HOW TO COMPLETE THIS TASK: There is a line below that contains "Target: man's face". Please reproduce it and all following lines exactly, through the final one.
§
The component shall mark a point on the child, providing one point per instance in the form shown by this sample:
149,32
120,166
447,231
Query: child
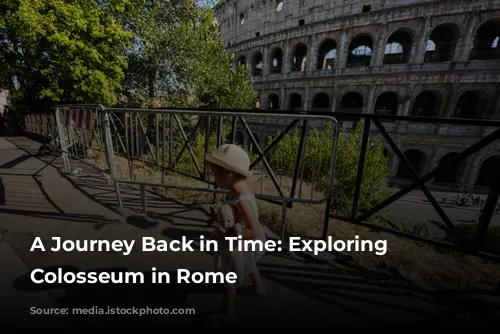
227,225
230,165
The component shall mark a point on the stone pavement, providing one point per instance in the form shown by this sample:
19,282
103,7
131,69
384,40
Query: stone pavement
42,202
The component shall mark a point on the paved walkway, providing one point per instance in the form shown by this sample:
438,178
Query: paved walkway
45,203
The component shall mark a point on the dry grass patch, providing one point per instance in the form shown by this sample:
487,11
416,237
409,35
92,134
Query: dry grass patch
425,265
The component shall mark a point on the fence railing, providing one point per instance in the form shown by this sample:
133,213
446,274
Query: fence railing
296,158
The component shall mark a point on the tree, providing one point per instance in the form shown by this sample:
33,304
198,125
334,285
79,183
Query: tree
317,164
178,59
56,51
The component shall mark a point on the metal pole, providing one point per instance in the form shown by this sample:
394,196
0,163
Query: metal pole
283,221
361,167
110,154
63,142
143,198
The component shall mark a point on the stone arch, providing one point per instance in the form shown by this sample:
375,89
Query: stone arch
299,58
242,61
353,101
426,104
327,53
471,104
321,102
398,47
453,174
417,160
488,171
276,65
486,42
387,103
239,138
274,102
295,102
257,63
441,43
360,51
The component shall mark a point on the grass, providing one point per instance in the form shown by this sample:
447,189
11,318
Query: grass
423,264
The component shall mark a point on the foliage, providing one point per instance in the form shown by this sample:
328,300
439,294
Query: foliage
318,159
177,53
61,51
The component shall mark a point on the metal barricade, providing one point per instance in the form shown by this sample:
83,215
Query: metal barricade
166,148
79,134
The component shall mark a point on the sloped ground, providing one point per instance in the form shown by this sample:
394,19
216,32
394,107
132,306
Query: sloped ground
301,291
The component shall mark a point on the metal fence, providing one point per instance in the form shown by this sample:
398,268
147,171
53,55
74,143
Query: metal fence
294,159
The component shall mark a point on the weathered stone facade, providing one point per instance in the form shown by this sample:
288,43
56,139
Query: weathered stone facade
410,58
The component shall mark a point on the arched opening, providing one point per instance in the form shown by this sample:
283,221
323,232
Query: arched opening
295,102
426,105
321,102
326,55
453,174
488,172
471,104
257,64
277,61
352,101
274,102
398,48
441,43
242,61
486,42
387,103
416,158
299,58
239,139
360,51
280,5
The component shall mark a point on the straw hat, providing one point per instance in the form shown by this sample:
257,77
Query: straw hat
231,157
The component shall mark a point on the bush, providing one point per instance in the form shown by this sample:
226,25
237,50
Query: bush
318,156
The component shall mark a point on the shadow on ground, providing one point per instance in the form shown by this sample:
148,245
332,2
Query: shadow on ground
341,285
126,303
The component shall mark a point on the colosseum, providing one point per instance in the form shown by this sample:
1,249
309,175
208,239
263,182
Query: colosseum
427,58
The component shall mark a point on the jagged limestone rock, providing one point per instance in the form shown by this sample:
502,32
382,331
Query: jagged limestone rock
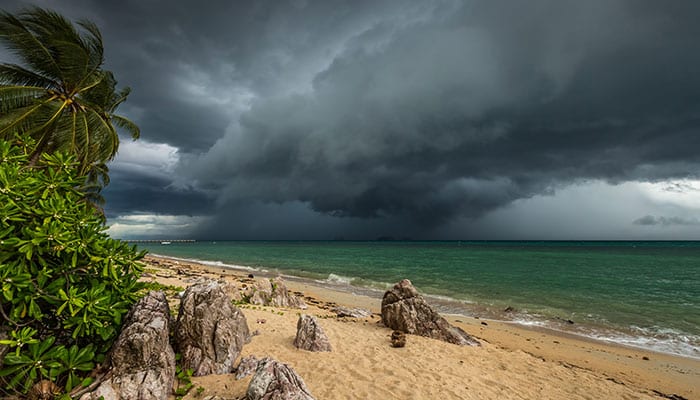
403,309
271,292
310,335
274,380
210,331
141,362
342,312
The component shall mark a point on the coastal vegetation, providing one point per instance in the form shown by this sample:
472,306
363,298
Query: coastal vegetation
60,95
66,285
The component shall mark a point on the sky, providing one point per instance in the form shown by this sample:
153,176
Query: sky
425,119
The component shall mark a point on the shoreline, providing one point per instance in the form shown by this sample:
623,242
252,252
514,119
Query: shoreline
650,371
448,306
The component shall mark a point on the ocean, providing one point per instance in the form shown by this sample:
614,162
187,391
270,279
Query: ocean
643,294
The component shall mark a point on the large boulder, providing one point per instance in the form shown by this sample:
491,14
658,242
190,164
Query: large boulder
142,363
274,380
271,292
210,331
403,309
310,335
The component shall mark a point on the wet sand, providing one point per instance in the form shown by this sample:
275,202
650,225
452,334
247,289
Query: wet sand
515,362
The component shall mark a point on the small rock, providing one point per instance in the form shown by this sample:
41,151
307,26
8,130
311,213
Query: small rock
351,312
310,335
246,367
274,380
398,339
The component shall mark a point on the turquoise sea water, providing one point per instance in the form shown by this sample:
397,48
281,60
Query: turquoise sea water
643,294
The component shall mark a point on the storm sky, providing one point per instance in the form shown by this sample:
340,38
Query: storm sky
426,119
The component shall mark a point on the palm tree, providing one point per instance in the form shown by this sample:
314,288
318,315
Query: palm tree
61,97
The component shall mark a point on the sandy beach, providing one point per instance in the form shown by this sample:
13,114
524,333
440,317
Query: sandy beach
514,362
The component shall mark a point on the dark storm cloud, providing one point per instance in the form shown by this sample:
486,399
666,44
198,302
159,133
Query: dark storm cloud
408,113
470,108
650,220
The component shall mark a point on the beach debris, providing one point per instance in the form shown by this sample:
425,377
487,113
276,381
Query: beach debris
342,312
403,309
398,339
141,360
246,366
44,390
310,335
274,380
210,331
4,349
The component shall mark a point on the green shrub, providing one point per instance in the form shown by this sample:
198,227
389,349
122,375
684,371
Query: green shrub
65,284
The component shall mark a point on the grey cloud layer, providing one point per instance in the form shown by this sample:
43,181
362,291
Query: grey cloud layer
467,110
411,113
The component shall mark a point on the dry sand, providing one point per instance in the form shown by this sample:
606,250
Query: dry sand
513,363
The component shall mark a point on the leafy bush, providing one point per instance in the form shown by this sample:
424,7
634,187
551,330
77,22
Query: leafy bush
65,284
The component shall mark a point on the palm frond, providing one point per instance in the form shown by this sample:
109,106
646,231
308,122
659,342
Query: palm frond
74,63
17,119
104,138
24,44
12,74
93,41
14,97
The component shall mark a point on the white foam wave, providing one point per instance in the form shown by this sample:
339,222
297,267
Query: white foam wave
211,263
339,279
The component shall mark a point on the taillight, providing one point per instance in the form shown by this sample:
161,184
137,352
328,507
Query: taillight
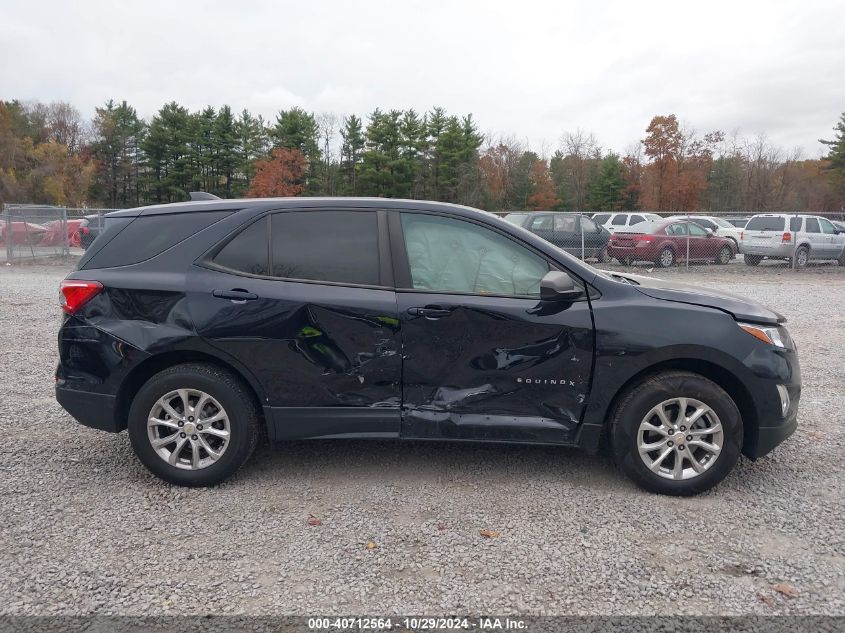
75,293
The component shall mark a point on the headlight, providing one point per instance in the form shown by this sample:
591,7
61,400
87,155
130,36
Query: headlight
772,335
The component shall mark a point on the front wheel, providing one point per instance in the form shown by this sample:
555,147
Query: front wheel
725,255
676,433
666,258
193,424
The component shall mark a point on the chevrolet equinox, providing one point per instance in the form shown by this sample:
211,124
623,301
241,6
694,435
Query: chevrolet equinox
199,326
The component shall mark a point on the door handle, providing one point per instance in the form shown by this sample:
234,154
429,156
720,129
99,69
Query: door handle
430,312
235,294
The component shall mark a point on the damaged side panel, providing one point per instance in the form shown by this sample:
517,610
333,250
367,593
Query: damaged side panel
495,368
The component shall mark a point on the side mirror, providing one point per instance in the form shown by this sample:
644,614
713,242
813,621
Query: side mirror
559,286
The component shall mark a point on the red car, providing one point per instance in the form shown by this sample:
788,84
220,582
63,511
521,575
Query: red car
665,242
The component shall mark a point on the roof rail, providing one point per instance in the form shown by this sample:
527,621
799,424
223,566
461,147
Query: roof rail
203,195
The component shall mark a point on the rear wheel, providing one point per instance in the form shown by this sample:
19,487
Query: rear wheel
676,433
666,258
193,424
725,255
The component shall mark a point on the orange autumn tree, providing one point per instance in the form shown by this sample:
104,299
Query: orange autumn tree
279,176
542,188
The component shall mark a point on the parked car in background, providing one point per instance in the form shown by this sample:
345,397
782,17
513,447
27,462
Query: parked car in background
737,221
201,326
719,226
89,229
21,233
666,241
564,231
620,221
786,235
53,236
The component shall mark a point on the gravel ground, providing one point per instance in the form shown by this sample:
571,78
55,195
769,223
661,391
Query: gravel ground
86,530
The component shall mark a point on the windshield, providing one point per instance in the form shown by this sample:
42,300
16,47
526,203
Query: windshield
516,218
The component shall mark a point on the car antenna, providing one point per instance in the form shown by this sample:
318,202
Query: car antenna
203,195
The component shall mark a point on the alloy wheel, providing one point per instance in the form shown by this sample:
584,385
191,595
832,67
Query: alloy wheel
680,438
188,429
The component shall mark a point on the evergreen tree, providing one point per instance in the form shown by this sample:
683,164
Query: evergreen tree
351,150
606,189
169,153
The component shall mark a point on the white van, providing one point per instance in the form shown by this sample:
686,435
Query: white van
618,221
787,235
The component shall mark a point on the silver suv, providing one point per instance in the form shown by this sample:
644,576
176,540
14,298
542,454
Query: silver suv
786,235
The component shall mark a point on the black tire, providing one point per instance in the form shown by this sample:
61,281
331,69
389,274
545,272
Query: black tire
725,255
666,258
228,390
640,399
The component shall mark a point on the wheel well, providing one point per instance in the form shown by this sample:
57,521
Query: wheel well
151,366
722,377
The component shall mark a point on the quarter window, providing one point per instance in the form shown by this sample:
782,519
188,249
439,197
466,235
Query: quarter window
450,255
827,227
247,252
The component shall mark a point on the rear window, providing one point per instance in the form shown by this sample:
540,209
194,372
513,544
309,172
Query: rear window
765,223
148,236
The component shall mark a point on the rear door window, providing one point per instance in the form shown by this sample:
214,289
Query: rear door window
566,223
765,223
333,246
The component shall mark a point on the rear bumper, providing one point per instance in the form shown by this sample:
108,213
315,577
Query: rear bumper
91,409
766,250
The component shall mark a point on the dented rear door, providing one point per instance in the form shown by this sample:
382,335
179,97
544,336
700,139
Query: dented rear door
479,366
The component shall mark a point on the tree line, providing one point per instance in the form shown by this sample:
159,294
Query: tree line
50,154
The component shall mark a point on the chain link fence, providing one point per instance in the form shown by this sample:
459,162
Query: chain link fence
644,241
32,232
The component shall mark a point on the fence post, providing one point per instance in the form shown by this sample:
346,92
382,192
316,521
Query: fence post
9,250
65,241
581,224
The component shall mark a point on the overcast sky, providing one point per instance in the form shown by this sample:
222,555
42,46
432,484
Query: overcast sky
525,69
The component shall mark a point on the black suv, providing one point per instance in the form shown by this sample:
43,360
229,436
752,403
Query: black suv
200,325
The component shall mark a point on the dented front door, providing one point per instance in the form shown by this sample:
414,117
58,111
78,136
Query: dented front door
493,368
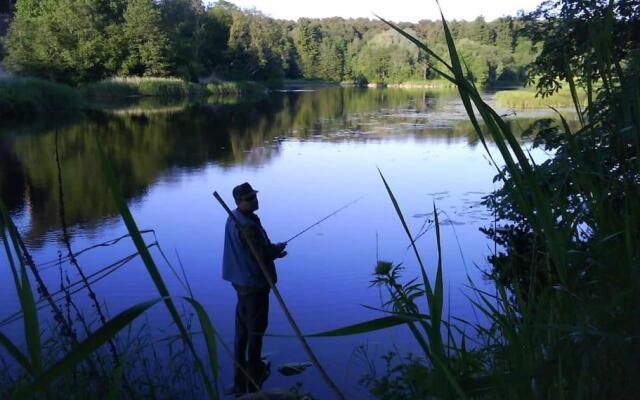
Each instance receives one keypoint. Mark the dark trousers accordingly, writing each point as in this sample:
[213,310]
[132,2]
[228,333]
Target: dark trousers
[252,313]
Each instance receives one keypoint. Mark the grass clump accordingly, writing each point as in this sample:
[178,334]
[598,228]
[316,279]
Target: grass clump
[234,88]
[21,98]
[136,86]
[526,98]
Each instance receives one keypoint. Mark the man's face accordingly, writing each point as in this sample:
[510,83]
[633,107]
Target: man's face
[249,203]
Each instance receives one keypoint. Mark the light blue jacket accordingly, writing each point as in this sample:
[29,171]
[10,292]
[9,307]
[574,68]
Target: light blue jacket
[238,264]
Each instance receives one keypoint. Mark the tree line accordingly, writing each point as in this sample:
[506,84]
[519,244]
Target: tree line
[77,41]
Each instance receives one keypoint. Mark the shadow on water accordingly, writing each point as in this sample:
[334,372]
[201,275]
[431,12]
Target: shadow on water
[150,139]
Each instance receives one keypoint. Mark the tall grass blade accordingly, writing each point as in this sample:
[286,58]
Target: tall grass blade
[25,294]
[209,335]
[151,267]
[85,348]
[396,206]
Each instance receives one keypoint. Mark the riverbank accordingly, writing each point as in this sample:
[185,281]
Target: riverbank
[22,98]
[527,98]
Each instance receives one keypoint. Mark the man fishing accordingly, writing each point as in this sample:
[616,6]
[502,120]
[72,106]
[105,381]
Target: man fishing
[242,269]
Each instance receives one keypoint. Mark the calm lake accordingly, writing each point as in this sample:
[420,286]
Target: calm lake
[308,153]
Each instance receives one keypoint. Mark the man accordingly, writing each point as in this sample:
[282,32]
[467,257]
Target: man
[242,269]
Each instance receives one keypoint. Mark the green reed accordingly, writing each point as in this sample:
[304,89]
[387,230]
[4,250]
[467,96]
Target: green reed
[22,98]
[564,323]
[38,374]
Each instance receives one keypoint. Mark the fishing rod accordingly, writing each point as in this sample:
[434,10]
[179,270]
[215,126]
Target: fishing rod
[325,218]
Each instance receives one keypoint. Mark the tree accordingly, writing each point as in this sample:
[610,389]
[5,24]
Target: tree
§
RESPONSE AREA:
Target: man's face
[249,203]
Each instance receives one keypoint. Mark the light blue jacket accordingly, writing each point as in this sample:
[29,171]
[10,292]
[9,307]
[574,68]
Target: light blue jacket
[238,264]
Each instance receives one keypoint. Mark the tree line accordingly, writing each point as in this sample:
[506,84]
[519,244]
Target: tree line
[77,41]
Each instance receives one keypoint. Mark the shadow on water accordingly, writing each point as in this sample:
[334,372]
[201,275]
[431,12]
Target: shadow on water
[150,139]
Each instance receives one keypoint. Mark the tall grass blade accordingly, writing each point as in this sample:
[286,58]
Target: tall grass blade
[25,294]
[209,335]
[151,267]
[85,348]
[396,206]
Each instance receives one keypoint. Mark the riverbank accordingly, writing each point as in this sample:
[185,281]
Target: riverbank
[22,98]
[527,98]
Each instance receives one keypoint. Mark the man fishing accordingly, writing each point as in this sample:
[616,6]
[502,120]
[72,106]
[105,381]
Target: man fishing
[242,269]
Each instance receives one keypoint. Mark the calm lake accordingly, writing each point as in this sample:
[420,286]
Target: calm lake
[308,153]
Each instance receives one keypoint. Mark the man accordingly, writing each point as in this sample:
[282,32]
[467,257]
Target: man
[242,269]
Each instance receives one keypoint. Mark the green reed accordingly, writing each point as in this sample:
[304,89]
[387,230]
[4,250]
[467,96]
Target: green reed
[22,98]
[564,323]
[38,374]
Each instance receives one keypoint. Mark the fishing rod accordingly, writing each point as in this sample:
[434,10]
[179,270]
[215,126]
Target: fishing rod
[325,218]
Each instance receives one keypoint. Mark the tree accordingly, writing each point as in this sample:
[610,389]
[5,24]
Target: tree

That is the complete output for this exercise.